_Document segment_

Hi. Welcome to episode four of Global Exchanges, a podcast about foreign exchange markets and related issues. I'm Greg Anderson. In this week's episode, my co-host, Stephen Gallo and I, will be talking about two interesting developments in emerging economies around the world. The first is capital inflows and associated reserve accumulation. The second is how the rise in global oil prices has impacted inflation and monetary policy outlooks. The title for this episode is Emerging Market Divergences.

Stephen Gallo:

Hi. I'm Stephen Gallo, a London-based FX strategist. Welcome to Global Exchanges, presented by BMO Capital Markets.

Greg Anderson:

Hi. I'm Greg Anderson, a New York-based FX strategist. I'm Stephen's cohost.

Stephen Gallo:

In each weekly podcast, like today's, we discuss our perspectives on the global economy in the foreign exchange market. We also bring in guests from the FX industry and from related financial markets, like commodities.

Greg Anderson:

We strive to make this show as interactive as possible, so don't hesitate to reach out by going to bmocm.com/globalexchanges. Thanks for joining us.

Speaker 3:

The views expressed here are those of the participants, and not those of BMO Capital Markets, its affiliates or subsidiaries.

Stephen Gallo:

Well, Greg, it's March 23rd, 2021. We're almost through the first quarter of this calendar year. Looking at the quarter as a whole, what's up in your currencies, Greg?

Greg Anderson:

So, what's up in my currencies is, first off, long-term bond yields, second, oil prices, third, FX reserves totals in the number of Latin American countries, and then last, but not least, inflation is up in Latin America, which has even caused Brazil to already raise interest rates. And it's pushed up short-term interest rates elsewhere in Latin America. So, Stephen, what are you seeing as major themes and trends in your currencies?

_Recorded information_

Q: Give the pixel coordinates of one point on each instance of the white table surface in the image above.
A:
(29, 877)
* * *
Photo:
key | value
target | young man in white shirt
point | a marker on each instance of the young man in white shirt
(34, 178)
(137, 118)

_Parts of the exercise_
#1 For each statement (a), (b), (c), state whether the podcast transcript agrees with it, answering yes or no and quoting the deciding words of the transcript. (a) Stephen Gallo is a London-based FX strategist. (b) Brazil has already raised interest rates. (c) The title of this episode is Global Exchanges.
#2 Print the passage of the podcast transcript starting with "Well, Greg, it's" and going on through "in your currencies?".
The rows are not needed for either task.

_Per-task answers_
#1
(a) Yes: "I'm Stephen Gallo, a London-based FX strategist."
(b) Yes: "which has even caused Brazil to already raise interest rates"
(c) No: "The title for this episode is Emerging Market Divergences."

#2
Well, Greg, it's March 23rd, 2021. We're almost through the first quarter of this calendar year. Looking at the quarter as a whole, what's up in your currencies, Greg?

Greg Anderson:

So, what's up in my currencies is, first off, long-term bond yields, second, oil prices, third, FX reserves totals in the number of Latin American countries, and then last, but not least, inflation is up in Latin America, which has even caused Brazil to already raise interest rates. And it's pushed up short-term interest rates elsewhere in Latin America. So, Stephen, what are you seeing as major themes and trends in your currencies?